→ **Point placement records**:
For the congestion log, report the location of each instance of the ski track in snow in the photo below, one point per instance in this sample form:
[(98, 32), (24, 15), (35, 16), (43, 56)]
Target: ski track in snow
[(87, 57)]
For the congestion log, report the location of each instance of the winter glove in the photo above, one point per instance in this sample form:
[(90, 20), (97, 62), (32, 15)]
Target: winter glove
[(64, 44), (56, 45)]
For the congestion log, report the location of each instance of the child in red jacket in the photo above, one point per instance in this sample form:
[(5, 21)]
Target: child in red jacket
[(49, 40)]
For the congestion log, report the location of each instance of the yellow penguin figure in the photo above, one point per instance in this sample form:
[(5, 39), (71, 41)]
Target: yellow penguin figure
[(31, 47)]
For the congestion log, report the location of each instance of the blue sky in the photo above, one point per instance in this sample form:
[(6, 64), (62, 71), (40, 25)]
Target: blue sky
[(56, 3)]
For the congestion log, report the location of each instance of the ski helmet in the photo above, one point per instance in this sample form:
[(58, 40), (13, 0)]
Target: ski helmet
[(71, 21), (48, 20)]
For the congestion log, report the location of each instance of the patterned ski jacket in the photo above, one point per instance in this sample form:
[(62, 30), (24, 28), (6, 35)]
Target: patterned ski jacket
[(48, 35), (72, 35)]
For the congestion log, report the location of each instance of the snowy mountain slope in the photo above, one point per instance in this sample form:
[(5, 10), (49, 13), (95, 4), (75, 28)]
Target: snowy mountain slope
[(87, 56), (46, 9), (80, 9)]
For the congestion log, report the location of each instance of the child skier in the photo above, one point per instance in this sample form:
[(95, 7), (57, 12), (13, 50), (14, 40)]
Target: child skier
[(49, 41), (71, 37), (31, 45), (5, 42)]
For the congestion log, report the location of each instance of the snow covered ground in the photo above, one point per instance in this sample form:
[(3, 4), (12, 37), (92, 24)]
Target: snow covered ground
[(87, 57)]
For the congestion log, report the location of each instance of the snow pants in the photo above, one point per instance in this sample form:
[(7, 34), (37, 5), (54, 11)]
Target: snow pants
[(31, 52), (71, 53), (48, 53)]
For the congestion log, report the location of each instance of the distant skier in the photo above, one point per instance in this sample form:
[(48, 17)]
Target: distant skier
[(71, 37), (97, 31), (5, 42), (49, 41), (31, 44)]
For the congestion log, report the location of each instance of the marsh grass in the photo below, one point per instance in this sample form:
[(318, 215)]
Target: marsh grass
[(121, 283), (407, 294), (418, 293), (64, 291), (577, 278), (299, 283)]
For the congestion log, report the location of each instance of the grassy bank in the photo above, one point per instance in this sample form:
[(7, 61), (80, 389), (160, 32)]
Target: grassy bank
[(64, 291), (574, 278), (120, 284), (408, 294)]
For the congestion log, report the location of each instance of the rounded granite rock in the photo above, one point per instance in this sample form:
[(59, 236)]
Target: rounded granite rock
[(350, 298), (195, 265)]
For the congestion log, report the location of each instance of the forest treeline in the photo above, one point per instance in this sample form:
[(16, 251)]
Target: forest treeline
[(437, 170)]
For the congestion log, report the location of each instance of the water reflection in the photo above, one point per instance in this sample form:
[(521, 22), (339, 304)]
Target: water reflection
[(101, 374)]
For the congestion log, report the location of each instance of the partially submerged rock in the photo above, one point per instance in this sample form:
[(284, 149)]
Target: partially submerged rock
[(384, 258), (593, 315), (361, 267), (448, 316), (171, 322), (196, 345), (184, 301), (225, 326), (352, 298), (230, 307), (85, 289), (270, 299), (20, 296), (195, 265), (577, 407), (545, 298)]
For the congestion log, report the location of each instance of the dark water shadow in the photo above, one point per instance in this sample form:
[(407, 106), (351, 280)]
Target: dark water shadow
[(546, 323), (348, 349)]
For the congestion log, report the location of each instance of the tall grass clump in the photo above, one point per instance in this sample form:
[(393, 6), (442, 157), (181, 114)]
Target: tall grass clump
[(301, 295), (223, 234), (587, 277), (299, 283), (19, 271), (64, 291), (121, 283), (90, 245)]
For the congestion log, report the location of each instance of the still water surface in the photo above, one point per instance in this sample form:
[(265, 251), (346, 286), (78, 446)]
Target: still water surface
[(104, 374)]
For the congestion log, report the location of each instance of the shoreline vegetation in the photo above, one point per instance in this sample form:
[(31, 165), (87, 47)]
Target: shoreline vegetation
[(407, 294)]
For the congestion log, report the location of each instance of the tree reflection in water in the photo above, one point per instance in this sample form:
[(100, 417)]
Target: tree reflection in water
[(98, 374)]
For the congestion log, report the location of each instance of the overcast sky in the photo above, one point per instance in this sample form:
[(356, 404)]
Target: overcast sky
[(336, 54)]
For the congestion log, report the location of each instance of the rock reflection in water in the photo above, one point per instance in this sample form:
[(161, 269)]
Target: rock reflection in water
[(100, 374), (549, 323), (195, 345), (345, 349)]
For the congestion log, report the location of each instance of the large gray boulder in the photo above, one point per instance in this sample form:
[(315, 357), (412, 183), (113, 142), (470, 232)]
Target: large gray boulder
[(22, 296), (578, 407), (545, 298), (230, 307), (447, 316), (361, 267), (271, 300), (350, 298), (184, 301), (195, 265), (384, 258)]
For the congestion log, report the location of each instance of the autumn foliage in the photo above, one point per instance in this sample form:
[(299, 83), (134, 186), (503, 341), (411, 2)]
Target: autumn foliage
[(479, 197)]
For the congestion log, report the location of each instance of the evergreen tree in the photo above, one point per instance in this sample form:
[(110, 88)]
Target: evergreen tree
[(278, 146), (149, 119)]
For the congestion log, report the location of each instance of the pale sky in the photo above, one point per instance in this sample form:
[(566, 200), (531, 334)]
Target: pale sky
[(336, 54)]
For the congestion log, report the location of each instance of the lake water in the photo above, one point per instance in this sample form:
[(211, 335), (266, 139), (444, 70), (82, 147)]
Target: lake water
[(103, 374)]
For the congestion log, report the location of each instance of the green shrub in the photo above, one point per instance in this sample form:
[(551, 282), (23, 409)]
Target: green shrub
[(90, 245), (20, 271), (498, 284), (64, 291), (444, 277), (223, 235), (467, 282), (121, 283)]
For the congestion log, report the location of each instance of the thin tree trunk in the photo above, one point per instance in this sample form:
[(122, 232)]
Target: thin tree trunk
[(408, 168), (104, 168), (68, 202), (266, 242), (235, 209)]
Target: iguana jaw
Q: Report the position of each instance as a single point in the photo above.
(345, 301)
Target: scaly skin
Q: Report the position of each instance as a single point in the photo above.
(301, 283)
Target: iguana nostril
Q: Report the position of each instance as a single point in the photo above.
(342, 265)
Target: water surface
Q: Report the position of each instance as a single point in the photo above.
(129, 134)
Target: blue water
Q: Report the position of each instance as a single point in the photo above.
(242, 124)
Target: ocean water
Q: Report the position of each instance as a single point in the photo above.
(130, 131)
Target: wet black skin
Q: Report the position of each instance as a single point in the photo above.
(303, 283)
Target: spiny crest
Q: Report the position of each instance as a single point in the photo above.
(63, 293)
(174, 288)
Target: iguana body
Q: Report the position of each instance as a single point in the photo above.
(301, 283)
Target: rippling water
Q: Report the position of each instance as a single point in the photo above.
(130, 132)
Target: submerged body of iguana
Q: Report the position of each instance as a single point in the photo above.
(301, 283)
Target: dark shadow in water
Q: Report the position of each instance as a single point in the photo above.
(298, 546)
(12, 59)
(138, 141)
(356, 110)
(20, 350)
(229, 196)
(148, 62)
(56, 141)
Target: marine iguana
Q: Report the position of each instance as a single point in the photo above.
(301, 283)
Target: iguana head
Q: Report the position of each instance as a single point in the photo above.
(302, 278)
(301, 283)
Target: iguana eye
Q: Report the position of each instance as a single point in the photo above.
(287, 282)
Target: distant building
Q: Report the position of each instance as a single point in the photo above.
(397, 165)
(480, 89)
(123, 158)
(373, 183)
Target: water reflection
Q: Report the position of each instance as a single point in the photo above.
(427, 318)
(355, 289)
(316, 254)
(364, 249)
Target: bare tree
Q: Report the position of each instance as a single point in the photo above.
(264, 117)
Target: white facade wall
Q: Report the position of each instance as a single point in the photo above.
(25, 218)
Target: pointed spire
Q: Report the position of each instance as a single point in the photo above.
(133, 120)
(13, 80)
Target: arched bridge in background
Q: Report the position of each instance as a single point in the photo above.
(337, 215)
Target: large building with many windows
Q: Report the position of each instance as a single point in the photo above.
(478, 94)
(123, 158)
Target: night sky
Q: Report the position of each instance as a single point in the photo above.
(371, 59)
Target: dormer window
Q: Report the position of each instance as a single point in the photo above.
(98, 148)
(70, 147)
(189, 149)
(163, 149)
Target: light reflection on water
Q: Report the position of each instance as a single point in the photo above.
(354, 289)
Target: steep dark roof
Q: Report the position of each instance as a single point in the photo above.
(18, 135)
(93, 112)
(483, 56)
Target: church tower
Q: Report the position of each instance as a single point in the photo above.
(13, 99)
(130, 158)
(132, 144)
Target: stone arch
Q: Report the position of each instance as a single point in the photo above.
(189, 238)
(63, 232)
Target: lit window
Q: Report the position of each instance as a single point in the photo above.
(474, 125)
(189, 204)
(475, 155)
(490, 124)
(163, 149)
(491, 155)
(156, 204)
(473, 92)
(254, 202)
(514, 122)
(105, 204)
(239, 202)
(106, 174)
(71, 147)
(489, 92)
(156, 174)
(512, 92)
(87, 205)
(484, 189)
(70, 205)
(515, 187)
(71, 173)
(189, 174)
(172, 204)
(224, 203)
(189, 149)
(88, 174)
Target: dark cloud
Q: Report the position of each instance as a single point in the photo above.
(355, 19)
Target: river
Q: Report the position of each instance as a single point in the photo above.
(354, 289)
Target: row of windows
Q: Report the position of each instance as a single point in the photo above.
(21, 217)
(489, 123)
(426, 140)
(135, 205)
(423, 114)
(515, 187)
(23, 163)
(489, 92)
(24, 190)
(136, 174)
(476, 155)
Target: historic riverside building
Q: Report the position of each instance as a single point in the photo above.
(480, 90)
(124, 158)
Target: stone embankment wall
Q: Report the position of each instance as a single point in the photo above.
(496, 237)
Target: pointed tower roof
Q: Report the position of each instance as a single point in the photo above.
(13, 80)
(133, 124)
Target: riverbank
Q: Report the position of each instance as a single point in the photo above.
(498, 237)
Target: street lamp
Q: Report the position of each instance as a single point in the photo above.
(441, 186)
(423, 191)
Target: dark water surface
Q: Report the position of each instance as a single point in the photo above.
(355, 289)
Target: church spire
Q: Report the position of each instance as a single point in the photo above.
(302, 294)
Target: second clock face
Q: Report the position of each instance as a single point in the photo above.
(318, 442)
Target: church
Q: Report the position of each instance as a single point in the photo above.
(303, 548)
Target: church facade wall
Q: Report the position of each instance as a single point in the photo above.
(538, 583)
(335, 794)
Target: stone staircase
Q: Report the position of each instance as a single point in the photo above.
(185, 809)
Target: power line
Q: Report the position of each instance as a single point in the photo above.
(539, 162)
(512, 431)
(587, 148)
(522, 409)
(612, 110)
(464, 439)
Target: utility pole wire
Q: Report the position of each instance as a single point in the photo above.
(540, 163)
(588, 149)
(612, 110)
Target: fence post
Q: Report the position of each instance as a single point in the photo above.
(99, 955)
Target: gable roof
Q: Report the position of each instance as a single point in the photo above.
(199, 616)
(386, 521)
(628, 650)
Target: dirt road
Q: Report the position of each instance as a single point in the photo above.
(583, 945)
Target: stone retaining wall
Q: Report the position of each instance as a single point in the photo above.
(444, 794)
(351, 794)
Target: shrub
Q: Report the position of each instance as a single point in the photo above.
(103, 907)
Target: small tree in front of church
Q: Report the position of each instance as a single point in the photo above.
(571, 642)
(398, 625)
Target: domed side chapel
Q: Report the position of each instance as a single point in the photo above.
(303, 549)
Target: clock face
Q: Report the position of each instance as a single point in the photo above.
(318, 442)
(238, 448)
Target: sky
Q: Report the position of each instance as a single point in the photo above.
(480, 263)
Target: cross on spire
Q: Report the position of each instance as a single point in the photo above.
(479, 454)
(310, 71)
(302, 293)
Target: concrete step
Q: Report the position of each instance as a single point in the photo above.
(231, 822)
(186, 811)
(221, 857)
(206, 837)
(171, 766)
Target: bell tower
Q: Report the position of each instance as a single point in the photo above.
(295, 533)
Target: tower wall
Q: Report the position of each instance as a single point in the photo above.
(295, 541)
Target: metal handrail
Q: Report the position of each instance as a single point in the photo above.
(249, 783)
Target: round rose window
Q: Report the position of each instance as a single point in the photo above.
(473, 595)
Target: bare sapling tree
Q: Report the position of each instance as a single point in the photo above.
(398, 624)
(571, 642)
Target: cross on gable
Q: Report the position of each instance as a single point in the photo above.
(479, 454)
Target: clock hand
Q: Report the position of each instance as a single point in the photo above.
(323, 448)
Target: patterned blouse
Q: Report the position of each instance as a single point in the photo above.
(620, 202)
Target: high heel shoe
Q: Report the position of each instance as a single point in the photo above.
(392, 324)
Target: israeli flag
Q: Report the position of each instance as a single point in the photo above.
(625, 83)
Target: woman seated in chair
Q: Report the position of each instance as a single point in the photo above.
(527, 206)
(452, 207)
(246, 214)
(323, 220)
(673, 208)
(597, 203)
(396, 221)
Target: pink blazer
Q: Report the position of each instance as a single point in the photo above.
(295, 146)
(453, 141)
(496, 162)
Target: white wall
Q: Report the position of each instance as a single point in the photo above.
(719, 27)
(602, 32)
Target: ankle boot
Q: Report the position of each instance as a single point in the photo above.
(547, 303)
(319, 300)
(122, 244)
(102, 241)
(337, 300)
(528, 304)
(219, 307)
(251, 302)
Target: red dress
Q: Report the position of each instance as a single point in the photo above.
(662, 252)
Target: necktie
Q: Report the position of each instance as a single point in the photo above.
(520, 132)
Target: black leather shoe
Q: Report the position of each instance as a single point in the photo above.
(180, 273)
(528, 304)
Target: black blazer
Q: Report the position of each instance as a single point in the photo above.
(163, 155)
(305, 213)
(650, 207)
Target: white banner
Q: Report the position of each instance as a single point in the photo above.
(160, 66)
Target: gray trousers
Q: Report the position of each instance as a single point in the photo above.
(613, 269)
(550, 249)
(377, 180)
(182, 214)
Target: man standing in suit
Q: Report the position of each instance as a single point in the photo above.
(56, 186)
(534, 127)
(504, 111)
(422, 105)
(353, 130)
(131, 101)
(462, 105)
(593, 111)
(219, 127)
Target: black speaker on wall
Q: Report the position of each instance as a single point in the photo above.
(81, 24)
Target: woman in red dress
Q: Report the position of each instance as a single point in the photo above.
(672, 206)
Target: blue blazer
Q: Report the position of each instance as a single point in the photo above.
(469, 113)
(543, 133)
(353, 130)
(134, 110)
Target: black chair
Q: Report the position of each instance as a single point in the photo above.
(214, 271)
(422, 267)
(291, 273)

→ **EXERCISE GOAL**: Locate "Target: white wall" in the data above. Then repeat, exactly, its line and each line after it through the last, adding nothing.

→ **RESPONSE TO THIS EXERCISE**:
Target: white wall
Q: Report the position of each instance as a single point in the photo above.
(719, 27)
(602, 32)
Target: ankle boot
Q: Report the position of each instance as a single point in the photo above.
(547, 303)
(319, 300)
(122, 244)
(102, 241)
(337, 300)
(528, 304)
(219, 307)
(251, 302)
Target: red dress
Q: Report the position of each instance as a single point in the photo above.
(662, 252)
Target: necktie
Q: Report the position of each instance as a single point in the photo above.
(520, 132)
Target: black leather shoe
Q: Report the position of each instance as a single point in the photo above.
(180, 273)
(528, 304)
Target: black blazer
Q: Report the position of each instance as a single point in the photo above.
(163, 155)
(305, 213)
(650, 207)
Target: white banner
Q: Report the position of each instance as a single point in the photo above.
(160, 66)
Target: gray trousers
Q: Report the position of each instance as a single point in the photo above.
(613, 269)
(550, 249)
(377, 180)
(182, 214)
Target: man standing in suit
Q: Report the position of each instance as a single point in the photo above.
(56, 186)
(534, 127)
(504, 111)
(422, 105)
(353, 130)
(131, 101)
(462, 105)
(593, 111)
(219, 127)
Target: black speaker on wall
Q: Report the position of each instance as a single point in the photo above.
(81, 24)
Target: woman in red dress
Q: Report the position of each instance as a single point in the photo above.
(672, 206)
Target: blue blazer
Q: Report the position of each instance as a single point in the photo above.
(469, 113)
(543, 133)
(353, 130)
(134, 110)
Target: black chair
Q: Report the position of each instance as a single point in the photo above.
(214, 271)
(422, 267)
(291, 273)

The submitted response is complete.